(Entries from an annotation dataset)
------------------------------

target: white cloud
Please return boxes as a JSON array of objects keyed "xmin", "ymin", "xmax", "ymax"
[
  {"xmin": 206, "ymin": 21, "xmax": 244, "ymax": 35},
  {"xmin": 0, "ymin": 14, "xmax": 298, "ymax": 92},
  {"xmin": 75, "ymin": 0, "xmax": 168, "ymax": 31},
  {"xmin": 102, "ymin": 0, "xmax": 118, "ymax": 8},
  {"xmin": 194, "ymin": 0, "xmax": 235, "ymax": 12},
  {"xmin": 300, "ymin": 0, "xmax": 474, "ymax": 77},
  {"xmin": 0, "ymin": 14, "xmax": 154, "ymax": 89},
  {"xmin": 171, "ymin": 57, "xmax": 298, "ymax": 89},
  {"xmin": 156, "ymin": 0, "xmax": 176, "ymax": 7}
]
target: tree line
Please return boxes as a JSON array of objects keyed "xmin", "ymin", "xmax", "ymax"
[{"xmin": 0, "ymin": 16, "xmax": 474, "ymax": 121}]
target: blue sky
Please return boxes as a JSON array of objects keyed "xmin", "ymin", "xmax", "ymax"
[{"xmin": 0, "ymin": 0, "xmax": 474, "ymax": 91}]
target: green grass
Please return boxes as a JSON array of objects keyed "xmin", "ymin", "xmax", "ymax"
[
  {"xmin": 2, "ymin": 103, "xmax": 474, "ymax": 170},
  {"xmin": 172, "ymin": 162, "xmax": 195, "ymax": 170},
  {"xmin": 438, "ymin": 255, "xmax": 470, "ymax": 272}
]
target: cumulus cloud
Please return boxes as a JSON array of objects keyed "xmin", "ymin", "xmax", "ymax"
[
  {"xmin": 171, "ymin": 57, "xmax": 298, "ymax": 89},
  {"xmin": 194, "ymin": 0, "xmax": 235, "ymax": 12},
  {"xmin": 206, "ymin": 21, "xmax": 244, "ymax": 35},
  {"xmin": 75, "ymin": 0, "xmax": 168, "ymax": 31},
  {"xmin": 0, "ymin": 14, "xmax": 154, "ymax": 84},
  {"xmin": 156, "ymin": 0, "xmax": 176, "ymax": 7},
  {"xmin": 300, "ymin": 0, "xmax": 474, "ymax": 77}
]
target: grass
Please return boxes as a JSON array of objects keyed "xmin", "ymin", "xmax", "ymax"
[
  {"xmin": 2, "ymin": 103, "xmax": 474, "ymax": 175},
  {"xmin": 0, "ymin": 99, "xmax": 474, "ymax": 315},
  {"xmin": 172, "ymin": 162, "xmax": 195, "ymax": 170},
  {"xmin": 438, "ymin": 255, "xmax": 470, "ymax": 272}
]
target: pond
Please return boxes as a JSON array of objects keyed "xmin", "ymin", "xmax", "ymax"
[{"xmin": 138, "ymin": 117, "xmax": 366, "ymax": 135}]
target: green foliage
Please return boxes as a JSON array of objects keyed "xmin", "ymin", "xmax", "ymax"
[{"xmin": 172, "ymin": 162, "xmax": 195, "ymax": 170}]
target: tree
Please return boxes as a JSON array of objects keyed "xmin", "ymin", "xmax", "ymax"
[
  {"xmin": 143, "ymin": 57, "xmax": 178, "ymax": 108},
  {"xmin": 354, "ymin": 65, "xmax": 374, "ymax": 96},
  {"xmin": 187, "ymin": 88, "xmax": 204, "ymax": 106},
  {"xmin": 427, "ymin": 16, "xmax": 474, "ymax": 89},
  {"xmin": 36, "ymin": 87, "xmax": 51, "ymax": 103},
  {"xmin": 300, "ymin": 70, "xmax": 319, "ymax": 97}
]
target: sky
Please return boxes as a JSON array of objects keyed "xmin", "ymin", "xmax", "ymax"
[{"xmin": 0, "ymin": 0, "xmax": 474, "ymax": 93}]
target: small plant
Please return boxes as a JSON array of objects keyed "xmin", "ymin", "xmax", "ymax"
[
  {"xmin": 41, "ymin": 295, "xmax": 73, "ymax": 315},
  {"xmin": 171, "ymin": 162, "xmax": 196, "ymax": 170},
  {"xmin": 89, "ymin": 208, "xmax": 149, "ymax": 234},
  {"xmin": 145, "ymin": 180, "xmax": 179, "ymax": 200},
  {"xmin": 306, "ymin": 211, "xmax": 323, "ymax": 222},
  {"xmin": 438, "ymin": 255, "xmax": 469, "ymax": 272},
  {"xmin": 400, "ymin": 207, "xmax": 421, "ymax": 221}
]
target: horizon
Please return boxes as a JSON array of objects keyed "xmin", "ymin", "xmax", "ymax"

------------------------------

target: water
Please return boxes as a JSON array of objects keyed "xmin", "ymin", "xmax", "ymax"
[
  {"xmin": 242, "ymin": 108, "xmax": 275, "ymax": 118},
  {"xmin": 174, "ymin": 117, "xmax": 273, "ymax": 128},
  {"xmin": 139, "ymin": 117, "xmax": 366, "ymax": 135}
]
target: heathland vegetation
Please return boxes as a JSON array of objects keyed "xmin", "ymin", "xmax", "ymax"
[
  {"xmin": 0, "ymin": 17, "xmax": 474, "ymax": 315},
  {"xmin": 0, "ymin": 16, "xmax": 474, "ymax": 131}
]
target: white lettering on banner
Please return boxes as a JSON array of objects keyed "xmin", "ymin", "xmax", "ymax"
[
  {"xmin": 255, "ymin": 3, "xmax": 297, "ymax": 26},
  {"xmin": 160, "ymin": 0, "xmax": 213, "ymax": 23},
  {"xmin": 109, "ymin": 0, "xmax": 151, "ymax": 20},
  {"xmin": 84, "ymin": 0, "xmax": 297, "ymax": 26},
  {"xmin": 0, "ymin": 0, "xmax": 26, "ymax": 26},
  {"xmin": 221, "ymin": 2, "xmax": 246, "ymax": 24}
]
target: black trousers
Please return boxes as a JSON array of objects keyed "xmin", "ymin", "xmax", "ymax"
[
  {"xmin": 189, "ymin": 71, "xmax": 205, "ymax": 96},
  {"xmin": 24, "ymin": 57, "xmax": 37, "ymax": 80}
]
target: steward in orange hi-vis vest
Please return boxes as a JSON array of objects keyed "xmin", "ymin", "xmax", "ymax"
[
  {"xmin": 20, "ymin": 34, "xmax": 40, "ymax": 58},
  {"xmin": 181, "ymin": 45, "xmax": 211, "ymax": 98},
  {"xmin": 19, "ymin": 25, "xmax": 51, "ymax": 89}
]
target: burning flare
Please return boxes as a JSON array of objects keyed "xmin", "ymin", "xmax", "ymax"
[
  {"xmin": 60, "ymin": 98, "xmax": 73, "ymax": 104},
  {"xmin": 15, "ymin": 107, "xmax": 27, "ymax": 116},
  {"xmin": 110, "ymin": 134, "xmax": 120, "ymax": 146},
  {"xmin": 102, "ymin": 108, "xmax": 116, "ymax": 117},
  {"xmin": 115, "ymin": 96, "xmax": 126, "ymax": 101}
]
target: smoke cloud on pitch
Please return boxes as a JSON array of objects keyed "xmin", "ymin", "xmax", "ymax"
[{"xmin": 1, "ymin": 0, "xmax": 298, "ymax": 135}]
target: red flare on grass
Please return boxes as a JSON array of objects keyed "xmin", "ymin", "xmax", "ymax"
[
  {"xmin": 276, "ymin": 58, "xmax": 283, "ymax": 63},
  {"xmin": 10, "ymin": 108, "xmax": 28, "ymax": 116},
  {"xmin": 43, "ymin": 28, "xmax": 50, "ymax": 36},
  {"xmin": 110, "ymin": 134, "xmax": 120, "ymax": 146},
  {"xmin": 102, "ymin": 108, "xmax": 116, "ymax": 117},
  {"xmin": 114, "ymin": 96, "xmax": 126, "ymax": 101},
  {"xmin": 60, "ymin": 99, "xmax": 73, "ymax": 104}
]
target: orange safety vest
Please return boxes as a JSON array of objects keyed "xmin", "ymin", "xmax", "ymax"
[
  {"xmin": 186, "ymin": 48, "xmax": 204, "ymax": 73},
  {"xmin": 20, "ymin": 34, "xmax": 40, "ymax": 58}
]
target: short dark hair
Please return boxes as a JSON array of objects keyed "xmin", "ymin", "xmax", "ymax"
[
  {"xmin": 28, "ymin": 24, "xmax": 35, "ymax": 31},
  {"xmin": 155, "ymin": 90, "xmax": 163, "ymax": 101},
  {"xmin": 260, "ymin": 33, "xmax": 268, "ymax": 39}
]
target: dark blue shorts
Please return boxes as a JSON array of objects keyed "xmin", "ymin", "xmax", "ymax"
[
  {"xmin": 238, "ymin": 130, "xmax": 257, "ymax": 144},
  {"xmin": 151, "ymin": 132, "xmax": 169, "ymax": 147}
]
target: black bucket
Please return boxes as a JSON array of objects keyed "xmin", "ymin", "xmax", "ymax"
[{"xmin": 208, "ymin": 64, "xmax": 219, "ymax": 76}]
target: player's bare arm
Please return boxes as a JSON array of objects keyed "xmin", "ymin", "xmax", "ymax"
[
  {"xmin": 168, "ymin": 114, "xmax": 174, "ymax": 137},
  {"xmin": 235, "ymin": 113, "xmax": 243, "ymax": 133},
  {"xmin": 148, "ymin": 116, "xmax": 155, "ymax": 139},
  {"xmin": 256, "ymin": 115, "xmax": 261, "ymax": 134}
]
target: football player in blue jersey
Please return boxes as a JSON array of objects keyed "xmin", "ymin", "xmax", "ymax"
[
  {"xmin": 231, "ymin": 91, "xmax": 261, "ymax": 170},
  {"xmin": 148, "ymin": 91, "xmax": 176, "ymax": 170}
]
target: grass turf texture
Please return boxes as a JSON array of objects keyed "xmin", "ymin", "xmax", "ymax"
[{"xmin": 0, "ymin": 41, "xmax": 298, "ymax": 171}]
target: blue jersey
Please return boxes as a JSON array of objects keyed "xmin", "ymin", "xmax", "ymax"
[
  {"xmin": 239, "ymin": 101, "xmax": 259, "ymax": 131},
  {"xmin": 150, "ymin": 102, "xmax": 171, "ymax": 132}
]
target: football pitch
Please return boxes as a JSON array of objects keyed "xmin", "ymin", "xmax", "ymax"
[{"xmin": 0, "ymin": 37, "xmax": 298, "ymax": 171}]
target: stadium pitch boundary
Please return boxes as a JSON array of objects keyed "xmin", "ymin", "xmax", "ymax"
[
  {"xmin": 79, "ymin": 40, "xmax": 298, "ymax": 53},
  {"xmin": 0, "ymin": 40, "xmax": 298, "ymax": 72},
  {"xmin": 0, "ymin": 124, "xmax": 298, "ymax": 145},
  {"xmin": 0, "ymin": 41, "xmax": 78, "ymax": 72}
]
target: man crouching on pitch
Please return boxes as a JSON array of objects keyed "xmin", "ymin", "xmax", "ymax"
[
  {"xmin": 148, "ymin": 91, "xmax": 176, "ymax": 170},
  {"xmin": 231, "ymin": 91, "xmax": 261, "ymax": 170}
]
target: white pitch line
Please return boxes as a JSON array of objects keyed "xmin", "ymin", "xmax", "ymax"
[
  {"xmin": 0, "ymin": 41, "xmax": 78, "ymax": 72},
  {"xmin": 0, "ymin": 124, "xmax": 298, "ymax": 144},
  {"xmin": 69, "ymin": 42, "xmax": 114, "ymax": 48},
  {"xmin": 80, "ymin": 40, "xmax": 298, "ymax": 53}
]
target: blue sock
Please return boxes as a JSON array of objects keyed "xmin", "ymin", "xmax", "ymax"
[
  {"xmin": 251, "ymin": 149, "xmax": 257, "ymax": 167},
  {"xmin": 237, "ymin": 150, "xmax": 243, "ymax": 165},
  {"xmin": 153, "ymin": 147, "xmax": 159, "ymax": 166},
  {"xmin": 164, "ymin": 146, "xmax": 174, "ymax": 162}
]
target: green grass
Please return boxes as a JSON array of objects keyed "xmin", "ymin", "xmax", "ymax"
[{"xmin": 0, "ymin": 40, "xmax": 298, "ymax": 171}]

------------------------------

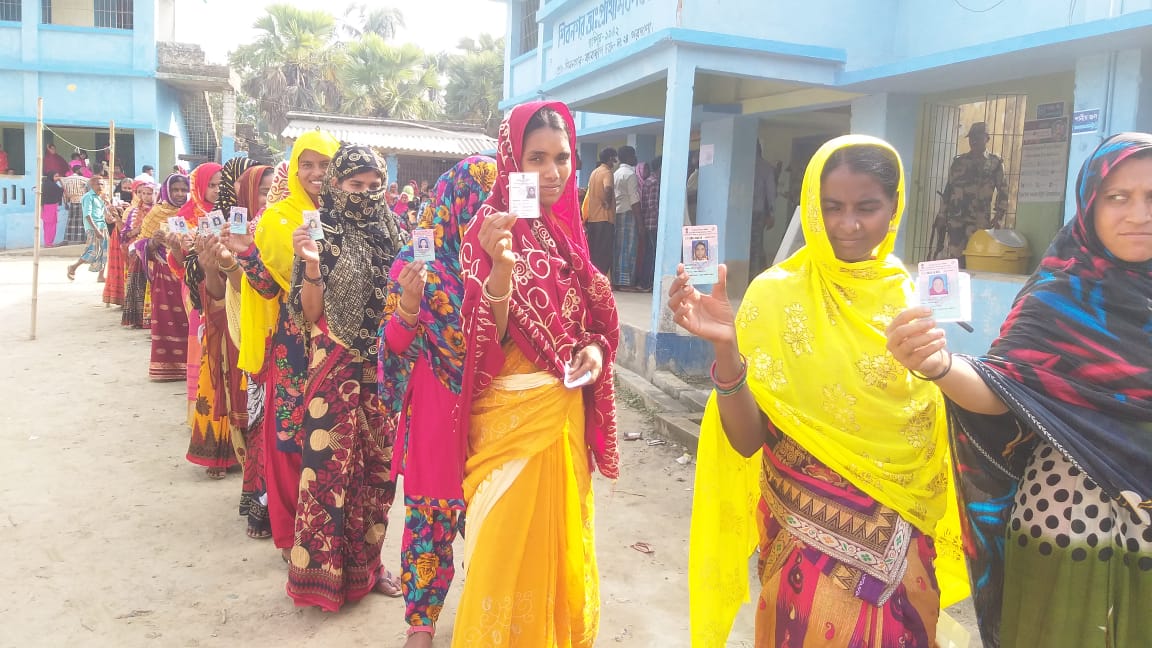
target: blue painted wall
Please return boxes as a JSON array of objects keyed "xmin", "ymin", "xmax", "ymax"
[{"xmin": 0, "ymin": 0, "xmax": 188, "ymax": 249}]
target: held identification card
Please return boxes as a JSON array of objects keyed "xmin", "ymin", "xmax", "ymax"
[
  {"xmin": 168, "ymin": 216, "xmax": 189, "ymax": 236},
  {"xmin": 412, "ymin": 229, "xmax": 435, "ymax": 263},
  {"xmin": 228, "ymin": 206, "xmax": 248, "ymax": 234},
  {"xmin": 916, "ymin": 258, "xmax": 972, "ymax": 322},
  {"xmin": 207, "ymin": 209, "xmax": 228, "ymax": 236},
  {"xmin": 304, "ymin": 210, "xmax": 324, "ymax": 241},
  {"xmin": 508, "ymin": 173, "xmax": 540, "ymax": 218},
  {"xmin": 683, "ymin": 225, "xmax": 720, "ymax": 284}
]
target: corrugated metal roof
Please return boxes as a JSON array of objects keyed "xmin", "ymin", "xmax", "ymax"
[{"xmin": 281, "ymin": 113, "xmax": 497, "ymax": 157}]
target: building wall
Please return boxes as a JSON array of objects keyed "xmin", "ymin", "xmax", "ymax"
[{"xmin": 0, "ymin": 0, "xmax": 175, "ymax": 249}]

------------------------------

> EXERCISE: Select every line of the material above that contains the string "grass", and copy each of those lines. Case counts.

> SOLVED PROBLEM:
target: green grass
target: grass
target: red flare on grass
target: grass turf texture
target: green grass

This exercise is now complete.